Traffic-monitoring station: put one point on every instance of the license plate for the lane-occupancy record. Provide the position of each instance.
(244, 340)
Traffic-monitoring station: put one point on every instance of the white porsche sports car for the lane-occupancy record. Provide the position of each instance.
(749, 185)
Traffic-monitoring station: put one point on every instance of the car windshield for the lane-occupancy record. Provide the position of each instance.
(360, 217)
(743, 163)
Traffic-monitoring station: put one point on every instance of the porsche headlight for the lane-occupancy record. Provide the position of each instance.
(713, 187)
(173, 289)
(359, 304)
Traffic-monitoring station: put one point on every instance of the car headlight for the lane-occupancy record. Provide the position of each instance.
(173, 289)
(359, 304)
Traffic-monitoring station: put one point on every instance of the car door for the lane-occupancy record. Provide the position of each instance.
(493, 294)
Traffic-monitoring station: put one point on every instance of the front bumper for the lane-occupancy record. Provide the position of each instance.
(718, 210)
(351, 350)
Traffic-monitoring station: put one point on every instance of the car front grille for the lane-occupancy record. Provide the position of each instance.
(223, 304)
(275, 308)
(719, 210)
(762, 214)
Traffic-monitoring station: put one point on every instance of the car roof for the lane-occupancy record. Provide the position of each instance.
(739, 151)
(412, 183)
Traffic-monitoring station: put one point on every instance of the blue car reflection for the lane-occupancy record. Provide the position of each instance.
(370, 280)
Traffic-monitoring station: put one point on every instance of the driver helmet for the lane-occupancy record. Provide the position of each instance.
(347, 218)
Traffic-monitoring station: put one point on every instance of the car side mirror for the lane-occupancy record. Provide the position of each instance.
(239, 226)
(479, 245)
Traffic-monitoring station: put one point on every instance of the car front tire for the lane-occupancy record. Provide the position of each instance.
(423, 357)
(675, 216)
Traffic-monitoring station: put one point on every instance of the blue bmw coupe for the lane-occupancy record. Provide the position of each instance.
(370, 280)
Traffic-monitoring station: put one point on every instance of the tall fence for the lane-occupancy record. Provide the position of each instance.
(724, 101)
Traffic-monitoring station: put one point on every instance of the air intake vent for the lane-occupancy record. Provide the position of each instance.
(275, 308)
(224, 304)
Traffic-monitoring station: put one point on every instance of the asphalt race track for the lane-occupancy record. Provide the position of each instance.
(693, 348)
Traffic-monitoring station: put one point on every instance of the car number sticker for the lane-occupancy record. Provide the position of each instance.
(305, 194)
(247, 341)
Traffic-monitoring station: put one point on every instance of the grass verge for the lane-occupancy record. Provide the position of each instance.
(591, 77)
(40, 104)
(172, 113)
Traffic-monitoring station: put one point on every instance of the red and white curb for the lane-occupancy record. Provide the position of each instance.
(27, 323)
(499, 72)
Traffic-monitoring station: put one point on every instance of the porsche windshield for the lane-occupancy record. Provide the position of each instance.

************

Problem description: Retype all of the material, keeping each line exact.

Solution to the problem:
Traffic-monitoring station: put one point on every instance of the license plate for the lane-occupancy record. Provide the position of each instance.
(244, 340)
Traffic-monitoring station: put one point on every instance of the white porsche sports car for the lane-occupancy record. Provide the position of each instance.
(749, 185)
Traffic-monitoring station: put one point on every instance of the car windshield for the lane-occupancy record. Provide the position of each instance.
(360, 217)
(743, 163)
Traffic-monitoring station: put one point on every instance of the porsche headlight for the lane-occupancy record. Provide the position of each instance.
(713, 187)
(173, 289)
(359, 304)
Traffic-monitoring station: put one point on every instance of the car headlight for the lane-occupancy record. Provide the position of each instance.
(173, 289)
(359, 304)
Traffic-monitoring station: put one point on every instance of the car door for the lane-occupancy record. Provide the position of each instance.
(493, 294)
Traffic-monitoring station: put one point on every instance of the front bumper for the lane-occupancy record. Provide the position of each instance.
(718, 210)
(351, 350)
Traffic-monitoring station: put one point on every instance of the car front grille for the lane-occupancy record. Provide the position of each instance.
(223, 304)
(275, 308)
(719, 210)
(762, 214)
Traffic-monitoring station: put one point on every instance of the car roof for the lane-occupancy record. Provide the position of each instance.
(739, 151)
(412, 183)
Traffic-monitoring station: put one point on every instance of the blue car reflection for the lane-occupancy record. Provide the position of each instance.
(370, 280)
Traffic-monitoring station: put one point on every instance of the driver helmet for the lane-occupancy record. Provide the position of each instance.
(347, 218)
Traffic-monitoring station: put one point on every instance of the car side mirror for the lane-occupancy record. Provide the position of each instance.
(239, 226)
(479, 245)
Traffic-monitoring station: put one point on every instance of the car front tire for the lane-occupancy record. Provide the position of each instance.
(423, 357)
(675, 216)
Traffic-monitoring station: put one point on every instance of the blue bmw coupe for the lane-occupancy record. Provide the position of each instance.
(370, 280)
Traffic-monitoring station: put one point on every instance of the tall fence for the lane-occupancy record. Provide the position of each instance.
(724, 101)
Traffic-monitoring station: put one point on every instance of the air intake vent for the lane-occupancy record. Provide the position of each instance.
(275, 308)
(224, 304)
Traffic-monitoring station: put one point on every instance of the asphalt race track for the lane-occupancy record. Provide the position of each instance.
(693, 348)
Traffic-monitoring station: put one point on every instance of the car number sticker for the lane-occupancy record. Provide the position of each instance.
(305, 194)
(247, 341)
Traffic-monitoring station: put one point on every instance of the grass verge for the lane-occupancy record. Provide the position of each instance.
(591, 77)
(40, 104)
(172, 113)
Traffic-monitoring station: put one point on every instance of the red and white curb for the lane-occupancy record. Provide the position of each instance.
(27, 323)
(499, 72)
Traffic-monitoring station: put one point on every instance of the porsche windshield for the lane-occupancy record. Provide the position of each instance.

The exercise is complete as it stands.